EXERCISE MATERIAL ::
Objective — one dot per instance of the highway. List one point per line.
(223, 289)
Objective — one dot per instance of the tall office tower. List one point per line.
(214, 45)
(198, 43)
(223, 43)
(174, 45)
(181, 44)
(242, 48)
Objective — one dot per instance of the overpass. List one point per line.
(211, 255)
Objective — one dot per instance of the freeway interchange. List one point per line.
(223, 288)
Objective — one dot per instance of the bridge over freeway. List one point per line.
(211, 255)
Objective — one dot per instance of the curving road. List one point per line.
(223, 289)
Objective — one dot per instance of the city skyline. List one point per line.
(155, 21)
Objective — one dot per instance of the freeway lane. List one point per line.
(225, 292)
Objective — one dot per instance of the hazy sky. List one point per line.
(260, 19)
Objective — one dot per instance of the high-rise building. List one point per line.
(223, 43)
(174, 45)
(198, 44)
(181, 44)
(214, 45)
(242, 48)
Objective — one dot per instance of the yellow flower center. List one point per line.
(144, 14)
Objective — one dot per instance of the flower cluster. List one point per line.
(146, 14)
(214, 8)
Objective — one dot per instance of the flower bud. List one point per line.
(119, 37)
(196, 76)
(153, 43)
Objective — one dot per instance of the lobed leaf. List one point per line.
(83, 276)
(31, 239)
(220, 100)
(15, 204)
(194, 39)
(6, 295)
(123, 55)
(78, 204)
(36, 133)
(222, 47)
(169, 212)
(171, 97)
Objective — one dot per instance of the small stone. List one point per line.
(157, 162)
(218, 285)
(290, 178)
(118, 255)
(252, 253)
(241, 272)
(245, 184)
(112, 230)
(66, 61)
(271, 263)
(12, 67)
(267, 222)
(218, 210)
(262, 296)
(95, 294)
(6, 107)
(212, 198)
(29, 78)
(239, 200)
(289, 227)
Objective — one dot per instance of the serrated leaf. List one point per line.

WHAT YOU NEED TO DO :: All of the material is to be given again exactly.

ANSWER FOR THIS EXERCISE ::
Objective — one dot per instance of the highway. List one point per line.
(223, 289)
Objective — one dot per instance of the tall office tower. List one point per line.
(214, 45)
(198, 43)
(223, 43)
(174, 45)
(181, 44)
(242, 48)
Objective — one dot per instance of the overpass. List one point per line.
(211, 255)
Objective — one dot per instance of the freeway interchange. List one point per line.
(223, 288)
Objective — one dot per instance of the bridge over freeway. List one point per line.
(211, 255)
Objective — one dot per instance of the curving road. List one point per line.
(223, 289)
Objective — one dot per instance of the city skyline. List one point per line.
(155, 21)
Objective — one dot per instance of the freeway lane. List one point per line.
(225, 292)
Objective — one dot per instance of the hazy sky. List one point per line.
(260, 19)
Objective — one dot per instance of the high-rise building. List one point per line.
(223, 43)
(174, 45)
(198, 44)
(181, 44)
(214, 45)
(242, 48)
Objective — one dot per instance of the yellow flower center. List one point per line.
(144, 14)
Objective — one dot per instance of the flower cluster. List one point per line.
(146, 14)
(214, 8)
Objective — one dot per instance of the flower bud. List one point per line.
(119, 37)
(196, 76)
(153, 43)
Objective — one dot per instance of the lobed leaf. List one point per line.
(83, 276)
(31, 239)
(220, 100)
(15, 204)
(194, 39)
(6, 295)
(123, 55)
(78, 204)
(36, 133)
(222, 47)
(169, 212)
(171, 97)
Objective — one dot per instance of the small stone. List one point per line.
(157, 162)
(218, 285)
(290, 178)
(118, 255)
(252, 253)
(241, 272)
(245, 184)
(112, 230)
(66, 61)
(271, 263)
(12, 67)
(267, 222)
(218, 210)
(262, 296)
(95, 294)
(6, 107)
(212, 198)
(29, 78)
(239, 200)
(289, 227)
Objective — one dot per instance of the serrated leaf. List one point per line.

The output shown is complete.